* _Page excerpt_:
Daily Archives: November 11, 2016

Restoring the fourth Classic Find – a Jost’s Supreme Diamond Shank bent billiard


Blog by Steve Laug

I written about the estate lot that my brother and I purchased from an estate sale in Pocatello, Idaho. There were a lot of great pipes in the lot. I have written about the pipes we picked up in a previous blog: (https://rebornpipes.com/2016/10/07/a-good-day-hunting-orchestrated-between-british-columbia-and-idaho/). I also wrote of how my brother had stopped at an antique shop and found four amazing pipes. These included a Four Dot Sasieni Pembroke with a patent number, Pat.No. 150221/20, a Dunhill Root Briar Canadian EC 4R, a Charatan’s Make Canadian Sandblast 0121 and finally a Jost’s Supreme Diamond Shank bent billiard. I have restored and written blogs on three of the four pipes he found – Sasieni, Dunhill and the Charatan’s Make. Here are those links: (https://rebornpipes.com/2016/11/05/restoring-a-classic-find-a-sasieni-four-dot-london-made-pembroke/ ; https://rebornpipes.com/2016/11/06/restoring-another-classic-find-a-dunhill-4r-root-briar-canadian-ec/ ; and https://rebornpipes.com/2016/11/06/restoring-the-third-classic-find-a-charatans-make-0120-canadian/.  I am now finished with the fourth pipe that –  the Jost’s Supreme diamond shank bent billiard.

* _Records_:
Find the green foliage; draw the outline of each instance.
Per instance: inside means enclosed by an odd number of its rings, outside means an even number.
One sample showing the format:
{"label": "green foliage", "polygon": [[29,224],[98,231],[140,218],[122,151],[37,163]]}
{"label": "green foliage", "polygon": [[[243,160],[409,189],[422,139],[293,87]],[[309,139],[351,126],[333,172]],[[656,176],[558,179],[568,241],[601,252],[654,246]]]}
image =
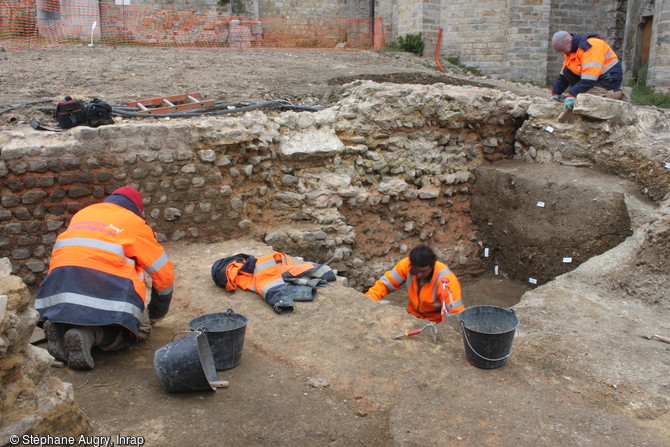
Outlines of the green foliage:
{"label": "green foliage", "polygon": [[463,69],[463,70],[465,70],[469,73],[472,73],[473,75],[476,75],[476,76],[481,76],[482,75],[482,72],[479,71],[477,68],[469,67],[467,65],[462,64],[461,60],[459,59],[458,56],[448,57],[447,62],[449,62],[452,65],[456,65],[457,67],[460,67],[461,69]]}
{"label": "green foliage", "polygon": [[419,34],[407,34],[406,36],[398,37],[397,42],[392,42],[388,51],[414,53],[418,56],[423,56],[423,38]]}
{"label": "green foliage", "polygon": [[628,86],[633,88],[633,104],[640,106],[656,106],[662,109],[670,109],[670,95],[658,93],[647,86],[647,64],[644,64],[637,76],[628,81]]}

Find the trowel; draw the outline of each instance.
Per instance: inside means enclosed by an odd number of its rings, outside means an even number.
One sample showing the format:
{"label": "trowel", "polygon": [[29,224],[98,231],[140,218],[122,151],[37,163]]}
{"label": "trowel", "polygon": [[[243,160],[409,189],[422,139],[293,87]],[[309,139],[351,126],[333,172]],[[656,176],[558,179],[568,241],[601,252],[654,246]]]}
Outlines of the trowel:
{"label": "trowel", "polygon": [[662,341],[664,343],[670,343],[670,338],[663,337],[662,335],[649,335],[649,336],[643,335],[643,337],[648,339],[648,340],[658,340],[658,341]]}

* _Tasks to carry out_:
• 1. Do these statements agree with the pipe restoration post? Answer yes or no for each and quote the deciding words. (a) The estate lot was bought at an estate sale in Pocatello, Idaho. (b) At the antique shop, the brother found five pipes. (c) One of the pipes from the antique shop was a Dunhill Canadian.
• 2. Translate this sentence from the pipe restoration post into Spanish: "There were a lot of great pipes in the lot."
• 3. Write the next part of the pipe restoration post, picking up after its last sentence.

* _Replies_:
• 1.
(a) Yes: "purchased from an estate sale in Pocatello, Idaho"
(b) No: "found four amazing pipes"
(c) Yes: "a Dunhill Root Briar Canadian EC 4R"

• 2. Había muchas pipas excelentes en el lote.

• 3.
In earlier blogs I have written about restoring another Jost’s pipe that I found. When I restored that pipe it was a brand I had heard of but was unfamiliar with. I researched the web to find some information about the brand. Here is a link to the blog I wrote on the Jost’s Olde English Deluxe: https://rebornpipes.com/2016/09/03/josts-olde-english-de-luxesupreme-overstamped-j214-bent-billiard/. I am quoting several of the paragraphs that summarize what I learned about the brand.

I looked up Jost’s pipes on the pipephil site and found a pipe that had the same stamping on the left side of the shank as the one I was working on. The right side had slightly different stamping in that it had the classic COM stamp circle where the one I had was two lines Made in over England. It also had a picture of the circle J stamp on the stem. There was a note there the tobacco shop proprietor was Mrs. Henry A. Jost. Her resident carver was Harvey Raspberry.”

I also found a blog that is called ClassicPipeShop that even had a catalogue of the pipes made by the Jost’s Shop or were imported by them for their store. I quote that blog once more as it places the new pipe that I am working on now.

“I did some more hunting online and I found a blog that did a great write up on Jost’s Pipe Shop and gave some definitive information on the brand and grades of the pipes. Here is the link if you wish to read a well written history of the brand and also some interesting details about shop blends of tobacco. http://classicpipeshop.blogspot.ca/2015/03/josts-pipe-shop-201-north-6th-street-st.html

 “I have included the section of the blog on the pipes. It covers a lot of information regarding the source of the pipes and the levels/grades of pipes. Remember that the one I am working on is a De Luxe/Supreme. I quote:”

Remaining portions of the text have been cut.